Task description:
Search the entries below for the word "interior", then copy each line in which it is found.

[Stored data]
⁂

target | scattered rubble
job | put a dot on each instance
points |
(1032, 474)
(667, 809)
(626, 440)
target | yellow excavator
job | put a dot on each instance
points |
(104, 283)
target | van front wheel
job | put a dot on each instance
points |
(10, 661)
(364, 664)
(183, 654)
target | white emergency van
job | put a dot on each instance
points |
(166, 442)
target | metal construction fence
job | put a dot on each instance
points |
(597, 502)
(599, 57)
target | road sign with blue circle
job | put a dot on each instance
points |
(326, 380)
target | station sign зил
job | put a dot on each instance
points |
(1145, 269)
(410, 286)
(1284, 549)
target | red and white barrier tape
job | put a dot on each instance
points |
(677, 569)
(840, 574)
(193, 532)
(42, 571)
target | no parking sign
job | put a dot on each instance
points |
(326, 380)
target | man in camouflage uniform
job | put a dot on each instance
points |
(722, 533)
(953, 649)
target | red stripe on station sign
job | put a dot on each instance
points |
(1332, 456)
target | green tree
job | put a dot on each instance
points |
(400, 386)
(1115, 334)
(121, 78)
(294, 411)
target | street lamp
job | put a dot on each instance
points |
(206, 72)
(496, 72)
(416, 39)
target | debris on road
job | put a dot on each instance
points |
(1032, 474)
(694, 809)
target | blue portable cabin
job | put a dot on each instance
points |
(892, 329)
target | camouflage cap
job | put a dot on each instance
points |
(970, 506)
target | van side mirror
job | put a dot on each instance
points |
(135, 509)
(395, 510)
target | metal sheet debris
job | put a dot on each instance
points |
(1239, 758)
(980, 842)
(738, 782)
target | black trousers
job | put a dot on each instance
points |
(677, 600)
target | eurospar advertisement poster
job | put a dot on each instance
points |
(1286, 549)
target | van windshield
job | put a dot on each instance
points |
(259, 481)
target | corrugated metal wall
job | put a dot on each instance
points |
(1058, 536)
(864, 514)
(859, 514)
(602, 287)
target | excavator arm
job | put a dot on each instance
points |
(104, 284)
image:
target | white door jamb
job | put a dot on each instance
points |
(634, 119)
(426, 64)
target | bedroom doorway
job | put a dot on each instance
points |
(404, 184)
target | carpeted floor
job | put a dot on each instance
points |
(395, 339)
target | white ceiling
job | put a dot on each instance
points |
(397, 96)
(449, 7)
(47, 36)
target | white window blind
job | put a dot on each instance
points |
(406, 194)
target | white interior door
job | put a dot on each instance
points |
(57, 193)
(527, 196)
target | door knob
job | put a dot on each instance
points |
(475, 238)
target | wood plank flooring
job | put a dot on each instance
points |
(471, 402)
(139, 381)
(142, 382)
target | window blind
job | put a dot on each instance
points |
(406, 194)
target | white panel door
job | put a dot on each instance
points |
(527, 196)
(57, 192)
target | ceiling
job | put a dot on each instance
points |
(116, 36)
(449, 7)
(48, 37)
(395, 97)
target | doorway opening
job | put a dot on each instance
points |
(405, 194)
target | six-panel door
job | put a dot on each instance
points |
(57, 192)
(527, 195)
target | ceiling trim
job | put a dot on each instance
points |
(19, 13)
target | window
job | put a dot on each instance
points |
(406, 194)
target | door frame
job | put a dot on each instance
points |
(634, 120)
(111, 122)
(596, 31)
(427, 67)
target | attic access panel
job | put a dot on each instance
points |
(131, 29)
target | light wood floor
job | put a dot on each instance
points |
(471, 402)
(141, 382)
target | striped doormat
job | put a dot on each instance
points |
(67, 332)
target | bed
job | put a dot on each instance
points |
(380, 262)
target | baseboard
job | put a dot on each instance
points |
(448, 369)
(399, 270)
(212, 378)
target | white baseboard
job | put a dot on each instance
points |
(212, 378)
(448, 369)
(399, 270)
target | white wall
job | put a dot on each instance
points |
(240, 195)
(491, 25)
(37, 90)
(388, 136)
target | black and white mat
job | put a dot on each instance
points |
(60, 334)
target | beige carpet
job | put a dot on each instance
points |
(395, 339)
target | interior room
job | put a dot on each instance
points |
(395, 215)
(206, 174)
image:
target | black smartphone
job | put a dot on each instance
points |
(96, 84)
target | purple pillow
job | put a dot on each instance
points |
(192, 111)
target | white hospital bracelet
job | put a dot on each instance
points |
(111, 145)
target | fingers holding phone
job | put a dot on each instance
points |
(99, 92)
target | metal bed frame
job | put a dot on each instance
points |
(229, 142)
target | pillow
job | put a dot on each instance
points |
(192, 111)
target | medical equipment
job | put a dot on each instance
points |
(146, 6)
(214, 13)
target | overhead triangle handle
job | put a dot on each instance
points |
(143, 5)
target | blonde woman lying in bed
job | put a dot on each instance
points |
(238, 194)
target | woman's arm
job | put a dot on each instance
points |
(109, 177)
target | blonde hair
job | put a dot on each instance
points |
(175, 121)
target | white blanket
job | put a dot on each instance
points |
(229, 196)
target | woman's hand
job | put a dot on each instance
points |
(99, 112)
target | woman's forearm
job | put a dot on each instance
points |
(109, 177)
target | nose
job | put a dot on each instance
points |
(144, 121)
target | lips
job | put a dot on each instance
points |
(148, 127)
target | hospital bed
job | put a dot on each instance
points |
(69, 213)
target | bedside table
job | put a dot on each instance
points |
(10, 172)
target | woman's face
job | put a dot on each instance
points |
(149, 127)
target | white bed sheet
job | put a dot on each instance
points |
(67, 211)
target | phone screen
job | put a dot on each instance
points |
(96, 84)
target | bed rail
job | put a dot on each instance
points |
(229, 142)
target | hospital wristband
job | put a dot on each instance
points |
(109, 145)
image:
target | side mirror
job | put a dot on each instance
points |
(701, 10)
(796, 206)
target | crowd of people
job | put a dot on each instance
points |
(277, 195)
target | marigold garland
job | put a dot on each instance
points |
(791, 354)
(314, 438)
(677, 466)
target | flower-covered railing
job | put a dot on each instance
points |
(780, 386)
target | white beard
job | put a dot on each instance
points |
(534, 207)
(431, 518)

⁂

Task result:
target | white interior door
target | interior room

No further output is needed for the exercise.